_PROMPT:_
Render every line of the items below as a numbered list, omitting any blank lines.

[Records taken from a data source]
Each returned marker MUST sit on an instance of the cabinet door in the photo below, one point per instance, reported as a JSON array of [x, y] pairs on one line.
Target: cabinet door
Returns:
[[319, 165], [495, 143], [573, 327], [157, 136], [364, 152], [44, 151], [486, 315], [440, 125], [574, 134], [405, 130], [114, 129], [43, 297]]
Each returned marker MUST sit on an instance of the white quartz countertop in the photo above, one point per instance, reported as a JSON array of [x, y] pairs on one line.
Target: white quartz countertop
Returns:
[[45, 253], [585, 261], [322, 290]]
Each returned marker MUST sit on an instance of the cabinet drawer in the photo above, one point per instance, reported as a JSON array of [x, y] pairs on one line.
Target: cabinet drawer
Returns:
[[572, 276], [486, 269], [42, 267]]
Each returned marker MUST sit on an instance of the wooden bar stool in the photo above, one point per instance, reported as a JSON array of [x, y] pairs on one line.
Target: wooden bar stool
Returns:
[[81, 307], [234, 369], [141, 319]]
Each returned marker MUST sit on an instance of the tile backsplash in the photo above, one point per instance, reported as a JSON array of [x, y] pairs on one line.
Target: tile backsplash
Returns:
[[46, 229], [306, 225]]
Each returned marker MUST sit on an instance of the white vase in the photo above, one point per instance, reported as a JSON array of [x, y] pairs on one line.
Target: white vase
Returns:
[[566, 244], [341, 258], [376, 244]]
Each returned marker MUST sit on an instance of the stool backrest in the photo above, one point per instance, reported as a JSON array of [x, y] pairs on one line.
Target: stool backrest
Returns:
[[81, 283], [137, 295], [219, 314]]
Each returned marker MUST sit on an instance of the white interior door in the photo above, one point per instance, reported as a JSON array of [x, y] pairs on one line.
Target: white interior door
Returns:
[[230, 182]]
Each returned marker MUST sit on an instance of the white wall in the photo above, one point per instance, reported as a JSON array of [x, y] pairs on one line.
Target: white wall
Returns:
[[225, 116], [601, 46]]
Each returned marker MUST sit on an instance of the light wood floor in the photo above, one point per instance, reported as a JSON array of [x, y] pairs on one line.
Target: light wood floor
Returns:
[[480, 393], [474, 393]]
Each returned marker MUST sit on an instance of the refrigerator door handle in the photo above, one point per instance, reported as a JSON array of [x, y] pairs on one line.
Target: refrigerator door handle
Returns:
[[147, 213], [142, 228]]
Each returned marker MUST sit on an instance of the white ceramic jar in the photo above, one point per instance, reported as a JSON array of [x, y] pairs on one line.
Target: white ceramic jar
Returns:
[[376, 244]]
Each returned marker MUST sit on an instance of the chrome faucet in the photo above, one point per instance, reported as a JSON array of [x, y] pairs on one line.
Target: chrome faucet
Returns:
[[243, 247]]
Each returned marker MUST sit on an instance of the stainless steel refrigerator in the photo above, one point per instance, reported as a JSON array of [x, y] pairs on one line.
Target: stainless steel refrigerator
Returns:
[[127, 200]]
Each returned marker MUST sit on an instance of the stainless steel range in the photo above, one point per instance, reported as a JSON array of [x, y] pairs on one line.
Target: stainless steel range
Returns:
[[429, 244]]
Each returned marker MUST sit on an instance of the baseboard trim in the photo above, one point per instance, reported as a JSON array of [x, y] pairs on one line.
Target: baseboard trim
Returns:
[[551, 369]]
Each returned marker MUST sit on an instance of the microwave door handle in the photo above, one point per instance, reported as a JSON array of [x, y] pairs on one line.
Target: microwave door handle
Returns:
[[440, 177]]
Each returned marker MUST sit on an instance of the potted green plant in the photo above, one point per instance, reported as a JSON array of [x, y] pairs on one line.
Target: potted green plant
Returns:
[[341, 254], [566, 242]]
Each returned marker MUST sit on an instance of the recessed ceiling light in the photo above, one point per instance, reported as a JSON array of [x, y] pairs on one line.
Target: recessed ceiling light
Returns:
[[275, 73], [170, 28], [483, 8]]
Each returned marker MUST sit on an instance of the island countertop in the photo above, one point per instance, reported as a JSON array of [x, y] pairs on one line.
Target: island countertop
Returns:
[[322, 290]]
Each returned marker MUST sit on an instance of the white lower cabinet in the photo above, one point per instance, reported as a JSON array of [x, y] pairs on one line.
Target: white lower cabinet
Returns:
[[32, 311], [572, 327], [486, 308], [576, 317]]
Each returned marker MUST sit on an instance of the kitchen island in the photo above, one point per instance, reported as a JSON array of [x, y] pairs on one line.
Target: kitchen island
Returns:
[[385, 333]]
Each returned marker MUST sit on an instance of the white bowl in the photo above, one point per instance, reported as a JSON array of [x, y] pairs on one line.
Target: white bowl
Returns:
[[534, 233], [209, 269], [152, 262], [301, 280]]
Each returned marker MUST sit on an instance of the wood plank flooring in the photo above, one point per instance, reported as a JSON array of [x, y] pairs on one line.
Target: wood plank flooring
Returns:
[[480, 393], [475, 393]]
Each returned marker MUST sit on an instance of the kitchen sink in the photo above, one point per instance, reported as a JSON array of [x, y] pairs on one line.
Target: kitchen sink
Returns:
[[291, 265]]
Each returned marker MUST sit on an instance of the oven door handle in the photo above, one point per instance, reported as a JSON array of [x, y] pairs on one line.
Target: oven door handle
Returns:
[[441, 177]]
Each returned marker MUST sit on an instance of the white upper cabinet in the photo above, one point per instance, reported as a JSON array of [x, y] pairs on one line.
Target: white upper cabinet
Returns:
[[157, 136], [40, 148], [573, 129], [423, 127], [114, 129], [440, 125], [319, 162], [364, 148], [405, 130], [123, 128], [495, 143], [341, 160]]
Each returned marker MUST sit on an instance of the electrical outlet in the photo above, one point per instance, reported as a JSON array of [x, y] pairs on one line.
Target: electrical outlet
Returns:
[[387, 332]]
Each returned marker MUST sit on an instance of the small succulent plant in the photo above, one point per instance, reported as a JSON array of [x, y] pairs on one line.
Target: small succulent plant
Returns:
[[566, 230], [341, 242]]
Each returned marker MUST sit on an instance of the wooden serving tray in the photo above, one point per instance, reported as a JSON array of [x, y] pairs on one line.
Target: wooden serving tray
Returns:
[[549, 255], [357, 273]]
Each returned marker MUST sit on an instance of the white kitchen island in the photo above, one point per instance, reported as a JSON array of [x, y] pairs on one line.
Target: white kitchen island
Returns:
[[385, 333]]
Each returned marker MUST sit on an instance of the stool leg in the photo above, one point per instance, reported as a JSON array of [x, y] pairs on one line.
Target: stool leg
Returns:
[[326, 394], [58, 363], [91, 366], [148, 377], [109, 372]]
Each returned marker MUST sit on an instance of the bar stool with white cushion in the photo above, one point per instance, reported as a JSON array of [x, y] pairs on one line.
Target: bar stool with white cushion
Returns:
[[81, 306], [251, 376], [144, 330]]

_ANSWER FOR THE TASK:_
1. Each returned marker MUST sit on an instance of the cabinet door in the photo below, one point per instance, reported as a JSON array of [x, y] pairs on one line.
2. Target: cabinet door
3. Returns:
4. [[319, 165], [495, 143], [573, 327], [157, 136], [364, 152], [44, 151], [486, 315], [440, 125], [574, 134], [405, 130], [114, 129], [43, 297]]
5. Each returned marker MUST sit on an instance of the white quartz countertop in the photo above, one point per instance, reported as a JSON array of [x, y] pairs on one line.
6. Target: white quartz countertop
7. Returns:
8. [[45, 253], [585, 261], [322, 290]]
9. Each returned marker MUST sit on an instance of the cabinet drawer in the photo above, one point per instance, reported as a JSON array of [x, y] pairs on one line.
10. Target: cabinet drawer
11. Returns:
12. [[572, 276], [486, 269], [42, 267]]
13. Each returned marker MUST sit on an instance of the wooden bar stool in the photo above, one point per instance, reported as a JSON array of [x, y] pairs on one line.
14. Target: wooden bar stool
15. Returns:
16. [[81, 307], [234, 369], [141, 319]]
17. Each returned marker MUST sit on an instance of the tile backsplash in the photo above, one point per instance, reported as a JSON array of [x, y] pairs on one line.
18. Target: tile backsplash
19. Returns:
20. [[46, 229], [306, 225]]
21. Each returned marker MUST sit on an instance of the white vase in the photo above, one point per instance, reported as a JSON array of [x, y] pairs on one line.
22. Target: white vase
23. Returns:
24. [[566, 244], [341, 258], [376, 244]]
25. Each returned marker MUST sit on an instance of the stool backrest in the photo above, one point per instance, reported as a JSON array of [x, y] pairs on one line.
26. Target: stool backrest
27. Returns:
28. [[81, 283], [137, 295], [219, 314]]
29. Each returned marker MUST sit on an instance of the white interior door in the photo above, one point per instance, reported as a JSON array of [x, y] pairs on one line.
30. Target: white interior door
31. Returns:
32. [[230, 182]]
33. Each returned marker MUST sit on an instance of the white wall in the photo above, one point per instance, reported as a JSON array of [x, y] pairs on one line.
34. Target: white wall
35. Returns:
36. [[225, 116], [601, 46]]
37. Each returned marker MUST sit on an instance of the light wood floor in the photo above, one point per instance, reported as a JSON array of [x, y] pairs on one line.
38. Target: light wood floor
39. Returns:
40. [[480, 393], [474, 393]]
41. Each returned marker MUST sit on an instance of the refrigerator door handle in the photo above, one point per instance, reported as a JSON array of [x, y] pairs on one line.
42. Target: refrigerator door handle
43. Returns:
44. [[147, 213], [142, 228]]
45. Each returned marker MUST sit on an instance of the white ceramic jar in the photo above, one point per instance, reported as a JSON array of [x, y] pairs on one line.
46. Target: white ceramic jar
47. Returns:
48. [[376, 244]]
49. Each returned marker MUST sit on an instance of the chrome faucet in the photo above, one point per instance, reported as a JSON array of [x, y] pairs on one line.
50. Target: chrome faucet
51. Returns:
52. [[243, 247]]
53. Each returned marker MUST sit on an instance of the stainless steel refrigerator in the photo above, one point per instance, reported as a JSON array of [x, y] pairs on one line.
54. Target: stainless steel refrigerator
55. Returns:
56. [[127, 200]]
57. Each returned marker MUST sit on an instance of the stainless steel range in the photo above, one point per instance, reported as a JSON array of [x, y] pairs on one line.
58. Target: stainless steel range
59. Returns:
60. [[429, 244]]
61. Each returned marker MUST sit on an instance of the baseboard trim in the photo above, one point per instance, reported as a JSON array of [x, y] pairs on one line.
62. Target: baseboard trim
63. Returns:
64. [[551, 369]]
65. Each returned marker MUST sit on an instance of the microwave door handle in the photo above, one point per instance, reported as a JSON array of [x, y] pairs on one line.
66. Target: microwave door handle
67. Returns:
68. [[440, 177]]
69. Each returned marker MUST sit on an instance of the potted green plant in the photo above, one point per instance, reported as a JSON array of [x, y] pairs on one line.
70. Target: potted green plant
71. Returns:
72. [[341, 254], [566, 242]]
73. Each returned marker MUST sit on an instance of the recessed ceiling light in the photo above, one point per instance, reported as a JSON array of [x, y] pairs on one line.
74. Target: recessed ceiling light
75. Returns:
76. [[275, 73], [170, 28], [483, 8]]
77. Each returned marker MUST sit on an instance of the island countertop in the photo above, one point per instance, reported as a JSON array of [x, y] pairs on one line.
78. Target: island countertop
79. Returns:
80. [[322, 290]]
81. Each returned marker MUST sit on an instance of the white lower cabinet in the photo above, one point per instance, reported as a JSON array of [x, y] pairs on one line.
82. Target: white lower cabinet
83. Returns:
84. [[32, 311], [572, 327], [486, 308], [576, 317]]
85. Each returned marker MUST sit on an instance of the kitchen island in the photo above, one point per instance, reported as a JSON array of [x, y] pairs on one line.
86. Target: kitchen island
87. Returns:
88. [[385, 333]]
89. Each returned marker MUST sit on an instance of the white bowl in the photo above, one point per instance, reported as a JSON array of [x, y] pairs on one line.
90. Target: white bowl
91. Returns:
92. [[534, 233], [209, 269], [152, 262], [301, 280]]
93. Each returned marker MUST sit on an instance of the wood plank flooring in the photo above, one point per instance, reported as a JSON array of [x, y] pairs on one line.
94. Target: wood plank flooring
95. Returns:
96. [[480, 393], [475, 393]]
97. Each returned marker MUST sit on an instance of the kitchen sink in the photo above, one point per instance, reported as a JSON array of [x, y] pairs on one line.
98. Target: kitchen sink
99. Returns:
100. [[291, 265]]
101. Each returned marker MUST sit on an instance of the oven door handle in the photo above, one point per instance, reported as a JSON array of [x, y] pairs on one line.
102. Target: oven door handle
103. Returns:
104. [[441, 177]]
105. Each returned marker MUST sit on an instance of the white upper cabinet in the photo above, one point per instance, reported as a JSON array of [x, y] pairs on one line.
106. Target: white upper cabinet
107. Returns:
108. [[157, 136], [40, 148], [573, 129], [423, 127], [114, 129], [440, 125], [319, 162], [364, 148], [405, 130], [123, 128], [495, 143], [341, 160]]
109. Each returned marker MUST sit on an instance of the electrical outlet in the photo above, one point per instance, reported as a JSON array of [x, y] pairs on one line.
110. Target: electrical outlet
111. Returns:
112. [[387, 332]]
113. Each returned marker MUST sit on an instance of the small succulent plant in the photo above, one point per instance, reported as a JSON array of [x, y] pairs on one line.
114. Target: small succulent plant
115. Returns:
116. [[566, 230], [341, 242]]
117. Each returned marker MUST sit on an instance of the wooden serving tray in the photo above, one point per instance, reported as a JSON array of [x, y] pairs on one line.
118. Target: wooden serving tray
119. Returns:
120. [[549, 255], [357, 273]]
121. Each returned marker MUST sit on an instance of the white kitchen island in the photo above, one point per instance, reported as a JSON array of [x, y] pairs on one line.
122. Target: white kitchen island
123. Returns:
124. [[385, 333]]
125. Each returned marker MUST sit on an instance of the stool leg in the photo above, one point per instance, reported as a JSON array of [x, y] pairs on one line.
126. Target: stool leg
127. Returns:
128. [[326, 394], [58, 363], [91, 366], [148, 377], [109, 372]]
129. Each returned marker MUST sit on an instance of the bar stool with white cushion in the photo above, one point per instance, reported as a JSON array of [x, y] pairs on one line.
130. Target: bar stool with white cushion
131. Returns:
132. [[81, 306], [251, 376], [144, 330]]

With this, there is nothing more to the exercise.